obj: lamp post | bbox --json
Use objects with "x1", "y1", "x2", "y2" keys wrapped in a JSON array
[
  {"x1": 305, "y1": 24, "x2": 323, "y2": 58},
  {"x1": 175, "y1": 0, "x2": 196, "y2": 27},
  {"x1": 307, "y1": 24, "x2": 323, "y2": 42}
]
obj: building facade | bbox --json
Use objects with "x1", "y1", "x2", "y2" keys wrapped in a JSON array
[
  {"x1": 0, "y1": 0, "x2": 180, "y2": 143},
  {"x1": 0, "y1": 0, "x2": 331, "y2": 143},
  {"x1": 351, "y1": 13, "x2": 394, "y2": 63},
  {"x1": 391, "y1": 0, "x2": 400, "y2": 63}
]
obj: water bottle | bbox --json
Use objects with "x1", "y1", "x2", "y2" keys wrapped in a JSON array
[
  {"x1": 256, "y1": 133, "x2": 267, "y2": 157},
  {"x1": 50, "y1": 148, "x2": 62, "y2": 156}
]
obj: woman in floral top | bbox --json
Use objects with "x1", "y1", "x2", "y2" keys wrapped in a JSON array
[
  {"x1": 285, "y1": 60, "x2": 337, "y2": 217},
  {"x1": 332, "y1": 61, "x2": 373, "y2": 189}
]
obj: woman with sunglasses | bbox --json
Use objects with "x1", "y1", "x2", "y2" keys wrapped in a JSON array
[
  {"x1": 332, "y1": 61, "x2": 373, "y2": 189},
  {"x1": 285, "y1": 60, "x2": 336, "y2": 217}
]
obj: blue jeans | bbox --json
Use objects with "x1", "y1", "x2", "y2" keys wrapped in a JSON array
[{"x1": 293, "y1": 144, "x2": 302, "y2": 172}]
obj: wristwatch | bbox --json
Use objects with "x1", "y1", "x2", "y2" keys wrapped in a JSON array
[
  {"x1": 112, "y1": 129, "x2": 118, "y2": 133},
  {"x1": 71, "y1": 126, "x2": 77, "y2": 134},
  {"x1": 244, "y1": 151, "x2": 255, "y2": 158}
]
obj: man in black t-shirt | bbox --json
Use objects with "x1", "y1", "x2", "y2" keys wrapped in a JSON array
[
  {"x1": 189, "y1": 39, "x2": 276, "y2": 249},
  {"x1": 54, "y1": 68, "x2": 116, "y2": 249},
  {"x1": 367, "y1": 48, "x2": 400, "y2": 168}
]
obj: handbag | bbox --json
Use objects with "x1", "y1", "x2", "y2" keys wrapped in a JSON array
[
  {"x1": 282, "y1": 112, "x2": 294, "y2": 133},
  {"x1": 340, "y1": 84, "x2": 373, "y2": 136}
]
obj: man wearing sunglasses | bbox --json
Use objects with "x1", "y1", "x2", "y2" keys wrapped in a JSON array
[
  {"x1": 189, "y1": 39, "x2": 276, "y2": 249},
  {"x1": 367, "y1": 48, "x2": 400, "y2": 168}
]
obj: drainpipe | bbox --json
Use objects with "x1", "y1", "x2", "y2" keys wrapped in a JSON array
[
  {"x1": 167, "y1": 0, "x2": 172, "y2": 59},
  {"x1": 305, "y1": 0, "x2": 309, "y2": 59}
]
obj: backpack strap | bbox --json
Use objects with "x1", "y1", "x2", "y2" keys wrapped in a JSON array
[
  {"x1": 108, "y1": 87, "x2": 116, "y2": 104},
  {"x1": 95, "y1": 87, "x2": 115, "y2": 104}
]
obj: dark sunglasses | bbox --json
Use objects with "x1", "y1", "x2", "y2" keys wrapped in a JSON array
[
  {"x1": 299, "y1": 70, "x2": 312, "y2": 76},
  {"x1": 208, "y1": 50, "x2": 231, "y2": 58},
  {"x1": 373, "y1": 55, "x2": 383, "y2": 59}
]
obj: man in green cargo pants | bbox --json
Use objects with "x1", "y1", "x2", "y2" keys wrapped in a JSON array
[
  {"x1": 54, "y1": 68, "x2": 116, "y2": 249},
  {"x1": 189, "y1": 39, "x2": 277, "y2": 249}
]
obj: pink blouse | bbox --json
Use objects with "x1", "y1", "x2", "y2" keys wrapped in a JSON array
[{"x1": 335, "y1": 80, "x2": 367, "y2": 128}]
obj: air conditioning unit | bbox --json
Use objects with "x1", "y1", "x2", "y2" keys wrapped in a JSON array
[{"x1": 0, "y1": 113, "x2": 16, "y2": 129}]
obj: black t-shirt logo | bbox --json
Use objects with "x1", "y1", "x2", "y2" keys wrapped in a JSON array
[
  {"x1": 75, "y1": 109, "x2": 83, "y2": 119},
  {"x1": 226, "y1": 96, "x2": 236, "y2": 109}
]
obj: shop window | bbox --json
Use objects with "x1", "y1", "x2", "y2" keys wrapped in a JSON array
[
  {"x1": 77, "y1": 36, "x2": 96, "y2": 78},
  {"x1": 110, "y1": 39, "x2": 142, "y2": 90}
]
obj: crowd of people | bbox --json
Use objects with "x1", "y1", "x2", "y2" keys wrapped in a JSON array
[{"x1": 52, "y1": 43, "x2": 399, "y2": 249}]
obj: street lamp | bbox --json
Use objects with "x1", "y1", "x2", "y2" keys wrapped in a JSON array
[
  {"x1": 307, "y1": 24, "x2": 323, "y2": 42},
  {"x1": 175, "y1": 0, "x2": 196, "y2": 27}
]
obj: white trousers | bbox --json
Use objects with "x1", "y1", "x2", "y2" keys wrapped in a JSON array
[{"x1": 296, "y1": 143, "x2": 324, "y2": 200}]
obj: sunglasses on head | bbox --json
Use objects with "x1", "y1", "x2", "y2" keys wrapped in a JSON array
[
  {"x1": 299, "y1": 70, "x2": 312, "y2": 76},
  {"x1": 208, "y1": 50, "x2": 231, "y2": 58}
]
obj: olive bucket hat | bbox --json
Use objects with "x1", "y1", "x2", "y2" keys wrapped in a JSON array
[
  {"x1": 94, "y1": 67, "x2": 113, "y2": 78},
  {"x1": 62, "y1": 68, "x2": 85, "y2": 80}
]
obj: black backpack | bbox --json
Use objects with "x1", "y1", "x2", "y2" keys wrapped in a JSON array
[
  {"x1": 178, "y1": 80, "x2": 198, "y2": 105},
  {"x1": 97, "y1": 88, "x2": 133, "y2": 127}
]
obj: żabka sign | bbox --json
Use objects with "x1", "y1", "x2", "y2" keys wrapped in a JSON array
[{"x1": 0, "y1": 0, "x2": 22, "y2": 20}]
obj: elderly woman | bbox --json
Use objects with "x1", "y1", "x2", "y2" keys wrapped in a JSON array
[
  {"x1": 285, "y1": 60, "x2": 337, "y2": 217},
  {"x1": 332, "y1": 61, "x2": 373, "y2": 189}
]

==============================

Print the first line of the records above and each line after it, exactly, through the line with "obj: building facade | bbox --json".

=== Solution ===
obj: lamp post | bbox --json
Use objects with "x1", "y1", "x2", "y2" keys wrapped in a JSON array
[
  {"x1": 305, "y1": 24, "x2": 323, "y2": 58},
  {"x1": 175, "y1": 0, "x2": 196, "y2": 27},
  {"x1": 307, "y1": 24, "x2": 323, "y2": 42}
]
obj: building facade | bbox --json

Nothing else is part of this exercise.